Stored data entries
**********

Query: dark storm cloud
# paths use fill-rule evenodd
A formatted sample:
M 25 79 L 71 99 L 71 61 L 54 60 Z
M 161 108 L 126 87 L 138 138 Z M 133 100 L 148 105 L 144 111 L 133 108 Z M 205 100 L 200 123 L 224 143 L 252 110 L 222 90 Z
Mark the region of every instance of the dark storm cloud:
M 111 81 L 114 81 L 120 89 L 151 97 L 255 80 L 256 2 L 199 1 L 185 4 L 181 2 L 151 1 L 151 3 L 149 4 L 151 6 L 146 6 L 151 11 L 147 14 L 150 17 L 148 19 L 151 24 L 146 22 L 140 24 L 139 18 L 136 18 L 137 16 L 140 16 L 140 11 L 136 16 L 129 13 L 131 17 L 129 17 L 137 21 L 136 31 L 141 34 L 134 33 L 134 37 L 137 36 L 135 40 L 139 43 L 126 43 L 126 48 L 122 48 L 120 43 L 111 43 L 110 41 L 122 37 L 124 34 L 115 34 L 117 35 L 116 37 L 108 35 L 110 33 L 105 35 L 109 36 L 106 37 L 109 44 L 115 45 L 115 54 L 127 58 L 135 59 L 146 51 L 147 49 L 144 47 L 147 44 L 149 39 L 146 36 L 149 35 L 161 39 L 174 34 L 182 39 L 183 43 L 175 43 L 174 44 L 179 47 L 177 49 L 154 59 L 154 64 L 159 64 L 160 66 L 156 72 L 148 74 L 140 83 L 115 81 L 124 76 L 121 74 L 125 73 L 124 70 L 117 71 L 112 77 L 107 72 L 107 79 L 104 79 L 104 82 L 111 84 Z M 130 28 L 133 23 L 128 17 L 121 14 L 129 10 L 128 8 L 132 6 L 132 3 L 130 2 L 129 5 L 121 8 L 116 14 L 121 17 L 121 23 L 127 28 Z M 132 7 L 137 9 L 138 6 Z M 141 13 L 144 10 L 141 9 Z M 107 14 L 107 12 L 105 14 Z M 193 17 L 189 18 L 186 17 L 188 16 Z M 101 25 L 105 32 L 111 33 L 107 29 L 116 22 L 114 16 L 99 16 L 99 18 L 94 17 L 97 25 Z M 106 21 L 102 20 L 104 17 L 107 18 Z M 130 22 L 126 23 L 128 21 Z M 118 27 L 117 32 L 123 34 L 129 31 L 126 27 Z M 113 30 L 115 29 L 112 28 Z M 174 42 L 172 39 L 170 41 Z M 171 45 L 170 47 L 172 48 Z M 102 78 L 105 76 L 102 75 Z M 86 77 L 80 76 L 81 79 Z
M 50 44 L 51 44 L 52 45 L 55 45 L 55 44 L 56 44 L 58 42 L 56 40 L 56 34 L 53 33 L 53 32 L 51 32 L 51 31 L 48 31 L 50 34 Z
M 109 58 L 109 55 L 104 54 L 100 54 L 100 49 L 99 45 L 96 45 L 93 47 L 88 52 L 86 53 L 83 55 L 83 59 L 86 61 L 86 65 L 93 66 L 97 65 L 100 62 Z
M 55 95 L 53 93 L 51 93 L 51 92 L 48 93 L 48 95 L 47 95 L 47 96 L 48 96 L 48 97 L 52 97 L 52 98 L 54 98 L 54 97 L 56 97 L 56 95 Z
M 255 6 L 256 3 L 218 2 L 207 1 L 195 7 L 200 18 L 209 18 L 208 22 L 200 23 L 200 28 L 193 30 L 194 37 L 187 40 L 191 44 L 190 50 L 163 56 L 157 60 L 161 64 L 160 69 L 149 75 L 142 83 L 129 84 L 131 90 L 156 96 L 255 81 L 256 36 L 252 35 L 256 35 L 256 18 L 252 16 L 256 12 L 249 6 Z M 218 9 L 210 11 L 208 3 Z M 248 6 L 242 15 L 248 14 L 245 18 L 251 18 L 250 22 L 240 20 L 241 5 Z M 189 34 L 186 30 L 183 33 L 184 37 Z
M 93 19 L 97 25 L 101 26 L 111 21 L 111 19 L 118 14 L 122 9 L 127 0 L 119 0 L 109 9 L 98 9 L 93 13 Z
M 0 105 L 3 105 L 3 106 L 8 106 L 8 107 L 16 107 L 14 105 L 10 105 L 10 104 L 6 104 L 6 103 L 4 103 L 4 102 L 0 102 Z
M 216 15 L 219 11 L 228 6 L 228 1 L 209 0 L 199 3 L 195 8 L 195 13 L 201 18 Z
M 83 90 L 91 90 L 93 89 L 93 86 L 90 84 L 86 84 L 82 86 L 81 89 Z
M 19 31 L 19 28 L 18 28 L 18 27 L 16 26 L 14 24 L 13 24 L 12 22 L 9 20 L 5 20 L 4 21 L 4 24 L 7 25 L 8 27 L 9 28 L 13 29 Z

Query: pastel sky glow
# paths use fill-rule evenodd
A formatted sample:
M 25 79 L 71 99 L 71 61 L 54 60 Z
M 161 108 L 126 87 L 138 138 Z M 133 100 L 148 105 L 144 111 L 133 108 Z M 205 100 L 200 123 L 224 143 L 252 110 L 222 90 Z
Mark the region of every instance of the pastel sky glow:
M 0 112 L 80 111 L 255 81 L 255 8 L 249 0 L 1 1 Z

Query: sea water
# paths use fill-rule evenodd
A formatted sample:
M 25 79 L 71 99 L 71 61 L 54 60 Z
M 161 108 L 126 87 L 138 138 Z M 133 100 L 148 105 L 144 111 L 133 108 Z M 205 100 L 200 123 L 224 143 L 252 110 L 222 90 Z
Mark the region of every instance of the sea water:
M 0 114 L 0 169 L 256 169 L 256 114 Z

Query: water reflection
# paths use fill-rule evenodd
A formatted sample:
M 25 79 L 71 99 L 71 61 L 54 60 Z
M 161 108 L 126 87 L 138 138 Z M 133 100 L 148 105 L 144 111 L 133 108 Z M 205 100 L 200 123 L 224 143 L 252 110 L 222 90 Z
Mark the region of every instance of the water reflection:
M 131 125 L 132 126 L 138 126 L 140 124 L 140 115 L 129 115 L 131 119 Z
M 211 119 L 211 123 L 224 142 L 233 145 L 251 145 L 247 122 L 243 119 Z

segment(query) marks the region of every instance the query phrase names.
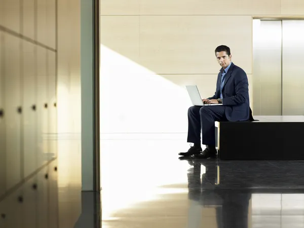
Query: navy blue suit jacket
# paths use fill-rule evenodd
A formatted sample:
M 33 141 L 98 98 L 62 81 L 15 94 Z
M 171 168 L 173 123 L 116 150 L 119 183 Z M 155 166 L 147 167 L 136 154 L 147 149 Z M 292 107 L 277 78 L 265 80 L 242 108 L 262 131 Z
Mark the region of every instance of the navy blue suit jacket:
M 216 91 L 213 96 L 208 99 L 220 98 L 221 68 L 217 75 Z M 222 102 L 225 105 L 225 114 L 229 121 L 243 121 L 251 116 L 249 107 L 248 80 L 245 72 L 241 67 L 231 63 L 225 75 L 222 91 Z

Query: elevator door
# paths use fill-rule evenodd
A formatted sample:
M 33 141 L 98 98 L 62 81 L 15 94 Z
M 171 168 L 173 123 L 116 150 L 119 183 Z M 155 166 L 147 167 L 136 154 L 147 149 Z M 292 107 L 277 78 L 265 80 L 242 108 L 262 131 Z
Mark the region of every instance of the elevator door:
M 304 115 L 304 20 L 254 20 L 253 28 L 254 114 Z

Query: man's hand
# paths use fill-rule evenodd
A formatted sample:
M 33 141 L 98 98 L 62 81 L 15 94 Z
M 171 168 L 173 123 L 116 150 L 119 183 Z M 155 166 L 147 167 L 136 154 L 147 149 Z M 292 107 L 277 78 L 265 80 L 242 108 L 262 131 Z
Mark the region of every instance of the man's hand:
M 218 104 L 218 101 L 216 99 L 212 99 L 209 101 L 208 104 Z
M 208 99 L 203 99 L 202 100 L 203 104 L 208 104 L 209 100 Z

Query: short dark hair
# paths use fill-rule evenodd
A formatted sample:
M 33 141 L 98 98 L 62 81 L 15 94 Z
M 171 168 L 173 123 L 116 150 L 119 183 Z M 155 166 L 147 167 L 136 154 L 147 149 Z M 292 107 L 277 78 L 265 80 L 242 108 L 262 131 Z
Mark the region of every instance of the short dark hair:
M 220 45 L 217 47 L 215 49 L 215 55 L 216 55 L 216 52 L 226 52 L 226 53 L 227 53 L 227 55 L 228 55 L 228 56 L 230 56 L 231 55 L 230 48 L 229 48 L 229 47 L 227 47 L 225 45 Z

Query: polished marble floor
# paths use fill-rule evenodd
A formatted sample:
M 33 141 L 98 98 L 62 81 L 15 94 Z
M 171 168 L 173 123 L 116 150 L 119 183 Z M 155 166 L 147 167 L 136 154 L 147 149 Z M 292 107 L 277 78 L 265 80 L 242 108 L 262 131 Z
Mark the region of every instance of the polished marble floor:
M 304 227 L 304 161 L 180 161 L 180 135 L 121 138 L 101 140 L 101 199 L 83 195 L 75 227 Z

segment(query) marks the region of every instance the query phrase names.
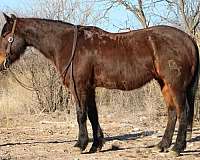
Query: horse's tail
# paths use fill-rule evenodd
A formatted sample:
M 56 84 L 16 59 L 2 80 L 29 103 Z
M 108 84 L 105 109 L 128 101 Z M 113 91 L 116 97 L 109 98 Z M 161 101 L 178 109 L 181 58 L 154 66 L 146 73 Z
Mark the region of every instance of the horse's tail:
M 192 137 L 192 125 L 193 125 L 193 117 L 194 117 L 194 102 L 195 96 L 198 89 L 198 81 L 199 81 L 199 50 L 196 42 L 195 45 L 195 53 L 196 53 L 196 66 L 194 76 L 192 77 L 192 81 L 187 89 L 187 101 L 189 104 L 188 108 L 188 116 L 187 116 L 187 140 L 191 140 Z

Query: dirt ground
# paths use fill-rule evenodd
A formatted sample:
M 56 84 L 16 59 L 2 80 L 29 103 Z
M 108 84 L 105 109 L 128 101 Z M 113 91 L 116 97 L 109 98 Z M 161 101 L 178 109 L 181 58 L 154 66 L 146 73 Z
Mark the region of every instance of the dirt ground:
M 7 115 L 1 119 L 0 160 L 200 159 L 200 125 L 197 123 L 192 142 L 181 156 L 175 158 L 152 147 L 163 135 L 165 119 L 165 116 L 152 120 L 142 114 L 133 117 L 104 113 L 100 116 L 106 138 L 102 151 L 87 154 L 90 142 L 86 151 L 80 154 L 73 148 L 77 137 L 74 114 Z M 91 137 L 91 127 L 88 131 Z

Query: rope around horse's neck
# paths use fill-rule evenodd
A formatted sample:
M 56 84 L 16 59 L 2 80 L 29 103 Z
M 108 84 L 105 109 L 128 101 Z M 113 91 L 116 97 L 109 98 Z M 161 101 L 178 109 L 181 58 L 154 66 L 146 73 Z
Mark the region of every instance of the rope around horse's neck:
M 56 79 L 53 81 L 53 83 L 56 83 L 60 78 L 62 78 L 63 75 L 64 75 L 64 77 L 63 77 L 63 78 L 64 78 L 64 81 L 65 81 L 65 77 L 66 77 L 67 71 L 68 71 L 69 67 L 73 65 L 73 58 L 74 58 L 74 55 L 75 55 L 76 44 L 77 44 L 77 38 L 78 38 L 78 27 L 77 27 L 77 25 L 74 25 L 74 39 L 73 39 L 73 46 L 72 46 L 72 54 L 71 54 L 71 57 L 70 57 L 70 59 L 69 59 L 69 61 L 68 61 L 68 64 L 66 65 L 66 67 L 64 68 L 64 70 L 62 71 L 62 73 L 60 74 L 60 76 L 59 76 L 58 78 L 56 78 Z M 73 68 L 72 68 L 72 70 L 73 70 Z M 27 90 L 29 90 L 29 91 L 38 91 L 38 90 L 35 89 L 34 87 L 29 86 L 29 85 L 27 85 L 27 84 L 21 82 L 21 81 L 17 78 L 16 74 L 15 74 L 10 68 L 9 68 L 9 71 L 10 71 L 10 73 L 12 74 L 13 78 L 20 84 L 20 86 L 22 86 L 23 88 L 25 88 L 25 89 L 27 89 Z M 73 71 L 71 72 L 71 74 L 72 74 L 71 76 L 73 77 Z M 73 78 L 72 78 L 72 81 L 73 81 L 73 84 L 75 84 Z M 46 87 L 48 87 L 48 86 L 50 86 L 50 84 L 47 84 L 47 85 L 45 85 L 45 86 L 41 86 L 41 88 L 46 88 Z M 75 87 L 75 86 L 74 86 L 74 87 Z M 76 90 L 76 89 L 75 89 L 75 90 Z

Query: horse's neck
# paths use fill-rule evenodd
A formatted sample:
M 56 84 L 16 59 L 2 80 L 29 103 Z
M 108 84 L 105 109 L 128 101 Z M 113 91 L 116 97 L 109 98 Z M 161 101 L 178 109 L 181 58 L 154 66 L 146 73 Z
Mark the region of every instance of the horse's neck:
M 55 25 L 52 22 L 24 20 L 21 29 L 28 46 L 38 49 L 46 58 L 55 62 L 56 51 L 63 47 L 60 33 L 67 33 L 67 26 Z M 70 29 L 69 29 L 70 30 Z

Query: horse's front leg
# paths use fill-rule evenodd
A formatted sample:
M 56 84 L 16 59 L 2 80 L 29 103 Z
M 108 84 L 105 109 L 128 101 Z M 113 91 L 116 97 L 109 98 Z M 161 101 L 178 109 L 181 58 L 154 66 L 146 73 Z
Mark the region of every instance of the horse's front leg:
M 76 113 L 77 121 L 79 126 L 78 141 L 74 147 L 80 148 L 81 151 L 84 151 L 88 145 L 88 132 L 87 132 L 87 106 L 86 106 L 86 92 L 78 92 L 74 95 L 76 99 Z

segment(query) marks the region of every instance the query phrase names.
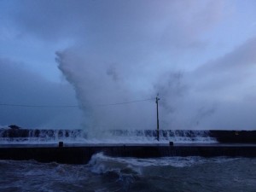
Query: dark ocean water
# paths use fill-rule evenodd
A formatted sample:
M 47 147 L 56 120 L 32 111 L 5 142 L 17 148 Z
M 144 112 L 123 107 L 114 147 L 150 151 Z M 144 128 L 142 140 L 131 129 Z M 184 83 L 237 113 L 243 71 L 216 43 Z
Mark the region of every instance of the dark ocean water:
M 256 191 L 255 158 L 112 158 L 86 165 L 0 160 L 0 191 Z

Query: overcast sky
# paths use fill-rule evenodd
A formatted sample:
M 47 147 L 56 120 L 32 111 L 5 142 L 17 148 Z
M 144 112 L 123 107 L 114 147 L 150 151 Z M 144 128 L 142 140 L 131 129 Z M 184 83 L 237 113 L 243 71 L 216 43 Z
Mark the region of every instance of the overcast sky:
M 254 0 L 0 0 L 0 125 L 256 128 Z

**********

Give the lines again, starting with the line with "Query: short dark hair" and going on through the line with "M 304 227 L". Swap "polished marble floor" for "tiled floor" and change nothing else.

Query: short dark hair
# paths use fill-rule evenodd
A formatted sample:
M 33 141 L 98 98 L 62 81 L 15 94 Z
M 171 168 L 173 123 L 116 150 L 119 183 Z M 155 166 L 147 167 L 136 154 L 147 149 Z M 292 107 L 277 78 L 265 80 L 242 108 L 262 131 Z
Mark the region of every instance of the short dark hair:
M 220 45 L 217 47 L 215 49 L 215 55 L 216 55 L 216 52 L 226 52 L 226 53 L 227 53 L 227 55 L 228 55 L 228 56 L 230 56 L 231 55 L 230 48 L 229 48 L 229 47 L 227 47 L 225 45 Z

Query: tiled floor
# paths use fill-rule evenodd
A formatted sample:
M 33 141 L 98 98 L 62 81 L 15 94 Z
M 171 168 L 173 123 L 116 150 L 119 183 Z M 155 166 L 147 167 L 136 154 L 147 149 Z M 292 107 L 277 78 L 265 80 L 242 108 L 262 131 Z
Mark the region of every instance of the tiled floor:
M 304 227 L 304 161 L 180 161 L 180 135 L 121 138 L 101 140 L 101 199 L 83 195 L 75 227 Z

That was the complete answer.